### Working data
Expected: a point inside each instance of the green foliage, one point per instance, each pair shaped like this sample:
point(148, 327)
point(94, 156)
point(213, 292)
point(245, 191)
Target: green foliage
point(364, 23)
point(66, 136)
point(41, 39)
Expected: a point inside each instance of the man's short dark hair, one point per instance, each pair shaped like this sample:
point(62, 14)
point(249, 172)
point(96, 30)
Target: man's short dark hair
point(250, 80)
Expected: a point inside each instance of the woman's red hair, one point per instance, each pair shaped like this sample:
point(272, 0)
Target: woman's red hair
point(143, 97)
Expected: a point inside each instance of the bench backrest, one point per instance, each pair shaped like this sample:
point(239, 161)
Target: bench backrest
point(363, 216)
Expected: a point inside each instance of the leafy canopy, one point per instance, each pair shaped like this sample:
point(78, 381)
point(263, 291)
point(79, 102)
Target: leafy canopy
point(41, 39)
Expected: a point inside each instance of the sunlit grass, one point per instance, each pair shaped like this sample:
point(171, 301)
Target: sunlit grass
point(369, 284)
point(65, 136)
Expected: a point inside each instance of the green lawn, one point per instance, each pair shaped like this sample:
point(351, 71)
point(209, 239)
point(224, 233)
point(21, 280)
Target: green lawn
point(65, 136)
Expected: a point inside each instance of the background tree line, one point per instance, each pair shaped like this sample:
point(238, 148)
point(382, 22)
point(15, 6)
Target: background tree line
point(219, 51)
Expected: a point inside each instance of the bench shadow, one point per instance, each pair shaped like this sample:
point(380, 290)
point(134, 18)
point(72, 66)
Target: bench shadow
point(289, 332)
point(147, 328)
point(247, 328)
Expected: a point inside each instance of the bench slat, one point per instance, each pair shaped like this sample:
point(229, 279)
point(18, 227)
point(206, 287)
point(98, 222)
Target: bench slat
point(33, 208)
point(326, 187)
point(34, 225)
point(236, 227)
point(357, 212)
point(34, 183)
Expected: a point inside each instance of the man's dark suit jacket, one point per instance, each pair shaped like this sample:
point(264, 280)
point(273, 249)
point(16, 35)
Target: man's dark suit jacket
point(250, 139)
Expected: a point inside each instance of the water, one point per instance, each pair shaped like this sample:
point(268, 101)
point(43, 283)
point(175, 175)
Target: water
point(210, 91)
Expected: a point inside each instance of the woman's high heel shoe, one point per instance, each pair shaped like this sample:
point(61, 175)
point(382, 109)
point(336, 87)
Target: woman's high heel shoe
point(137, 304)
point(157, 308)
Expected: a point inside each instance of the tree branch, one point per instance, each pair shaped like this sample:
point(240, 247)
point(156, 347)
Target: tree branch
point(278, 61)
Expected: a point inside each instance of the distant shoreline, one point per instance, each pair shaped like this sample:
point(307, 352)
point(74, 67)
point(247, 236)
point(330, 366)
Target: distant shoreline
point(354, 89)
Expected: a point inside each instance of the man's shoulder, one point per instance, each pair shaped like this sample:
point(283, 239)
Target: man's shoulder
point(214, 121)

### Task
Copy all of the material above line for line, with no changes.

### Expected output
Expected: a point inside each instance of the green foliage, one point per instance, each pair shaped like this sample:
point(148, 327)
point(94, 156)
point(213, 292)
point(245, 191)
Target: green foliage
point(364, 23)
point(66, 136)
point(41, 39)
Expected: a point inside each instance of the man's short dark hair, one point per instance, each pair shaped like this sample:
point(62, 14)
point(249, 172)
point(96, 30)
Target: man's short dark hair
point(250, 80)
Expected: a point inside each instance of the woman's red hair, one point per instance, each pair shaped like this sample:
point(272, 0)
Target: woman's red hair
point(143, 97)
Expected: a point inside each instance of the bench backrest, one point per instance, each pair shaped like this sample:
point(239, 161)
Target: bench backrest
point(363, 216)
Expected: a point inside each instance of the leafy canopy, one point per instance, each pair shaped like this sample:
point(78, 381)
point(263, 291)
point(79, 102)
Target: leafy canopy
point(41, 39)
Expected: a point inside each instance of the sunlit grass, one point per instance, each pair shaped like this sample:
point(171, 301)
Target: sunlit grass
point(369, 284)
point(65, 136)
Expected: a point inside each instance of the green lawn, one point per instance, each pair shaped like this sample:
point(351, 71)
point(209, 239)
point(224, 233)
point(21, 280)
Target: green lawn
point(65, 136)
Expected: a point inside each instance of the background tree line, one point per instance, each pair shaped like this sample:
point(238, 148)
point(382, 22)
point(15, 6)
Target: background tree line
point(219, 51)
Expected: a point inside each instance of the bench shadow, one point per instance, each pair shaped like this sample:
point(380, 290)
point(134, 18)
point(72, 66)
Target: bench shadow
point(289, 332)
point(147, 328)
point(247, 328)
Expected: a point inside each instance of the bench slat, one point per instance, each pair shaped like this sample:
point(229, 279)
point(18, 227)
point(206, 287)
point(98, 222)
Target: bench slat
point(33, 208)
point(326, 187)
point(34, 225)
point(236, 227)
point(357, 212)
point(34, 183)
Expected: a point inside each instance of the man's dark suit jacket, one point per instance, each pair shaped like this sample:
point(264, 280)
point(273, 249)
point(16, 35)
Target: man's dark suit jacket
point(250, 139)
Expected: a point inside each instance of the water, one point per instance, each pair shaped like this sample:
point(268, 101)
point(43, 283)
point(175, 175)
Target: water
point(210, 91)
Expected: a point inside each instance of the woman's high heel shoe, one point per instance, each pair shaped like this sample:
point(61, 175)
point(382, 109)
point(336, 87)
Target: woman's high heel shoe
point(137, 304)
point(157, 308)
Expected: a point inside each instance of the tree branch, one point per instance, each pair shaped like this sample:
point(240, 247)
point(156, 347)
Target: tree branch
point(278, 61)
Expected: a point inside each instance of the distant shoreline, one point per instance, each pair shaped like this sample:
point(307, 352)
point(74, 67)
point(247, 236)
point(330, 366)
Target: distant shoreline
point(354, 89)
Expected: a point inside each instance of the man's shoulder, one point per instance, each pair shaped like this sample:
point(283, 239)
Target: man's shoulder
point(214, 121)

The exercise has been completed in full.